## [The task]
Word for word, reproduce every line of the data.

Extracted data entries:
# # # #

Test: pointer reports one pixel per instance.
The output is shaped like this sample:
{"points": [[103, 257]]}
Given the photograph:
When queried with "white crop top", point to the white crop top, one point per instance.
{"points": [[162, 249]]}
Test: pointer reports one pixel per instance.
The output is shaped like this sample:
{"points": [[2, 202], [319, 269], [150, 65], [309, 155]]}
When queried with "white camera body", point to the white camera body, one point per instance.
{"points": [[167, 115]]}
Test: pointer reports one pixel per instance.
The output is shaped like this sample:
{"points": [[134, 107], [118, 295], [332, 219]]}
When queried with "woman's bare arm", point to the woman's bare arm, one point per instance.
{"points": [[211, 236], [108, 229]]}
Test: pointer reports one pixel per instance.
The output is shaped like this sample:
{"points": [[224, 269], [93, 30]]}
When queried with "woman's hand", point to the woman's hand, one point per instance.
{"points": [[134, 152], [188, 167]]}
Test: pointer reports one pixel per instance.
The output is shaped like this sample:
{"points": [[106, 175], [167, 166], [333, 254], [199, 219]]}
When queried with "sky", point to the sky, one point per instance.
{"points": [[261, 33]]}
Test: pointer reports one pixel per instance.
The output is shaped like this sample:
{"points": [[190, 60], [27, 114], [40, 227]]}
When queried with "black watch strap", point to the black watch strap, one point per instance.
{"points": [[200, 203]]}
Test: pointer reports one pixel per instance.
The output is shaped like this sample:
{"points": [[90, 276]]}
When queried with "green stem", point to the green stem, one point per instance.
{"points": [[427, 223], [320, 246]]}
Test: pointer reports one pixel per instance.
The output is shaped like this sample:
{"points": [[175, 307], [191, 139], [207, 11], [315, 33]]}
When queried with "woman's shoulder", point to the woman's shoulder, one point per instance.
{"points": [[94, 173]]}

# # # #

## [Answer to this problem]
Test: pointer reports one pixel per instance.
The output is shaped like this sample:
{"points": [[103, 257]]}
Given the photograph:
When queried with "white crop top", point to the white crop top, one point per instance.
{"points": [[162, 249]]}
Test: pointer reports one pixel per instance.
The output is shaped like this sample:
{"points": [[2, 202], [319, 269], [150, 65], [309, 155]]}
When queried with "white camera body", point to the white camera body, one point per instance.
{"points": [[167, 115]]}
Test: pointer reports one pixel per instance.
The output is shaped like this sample:
{"points": [[134, 107], [118, 295], [332, 219]]}
When queried with "woman's bare arm", point to the woman's bare arm, one point per instance.
{"points": [[211, 236], [108, 229]]}
Test: pointer reports one pixel per instance.
The output is shaped like this sample:
{"points": [[224, 269], [93, 30]]}
When queried with "woman's hand", point to the woman's hand, one point per instance.
{"points": [[134, 152], [188, 167]]}
Test: pointer reports one pixel per instance.
The output is shaped like this sample:
{"points": [[106, 175], [167, 166], [333, 254], [199, 219]]}
When queried with "sky", point to the sky, one point per instance.
{"points": [[261, 33]]}
Test: pointer reports one pixel per instance.
The output is shaped like this sample:
{"points": [[190, 60], [27, 114], [40, 227]]}
When queried with "black watch strap", point to the black watch strap, one point per instance.
{"points": [[200, 203]]}
Test: pointer reports one pixel per instance.
The output is shaped like this sample:
{"points": [[90, 276]]}
When queried with "green stem", point to the green stem, one point per instance.
{"points": [[427, 223], [320, 246]]}
Test: pointer reports one pixel per instance.
The output is shaped like this sample:
{"points": [[175, 307], [191, 139], [207, 11], [315, 33]]}
When queried with "woman's shoulder", point to the woman's shoulder, one point per instance.
{"points": [[94, 173]]}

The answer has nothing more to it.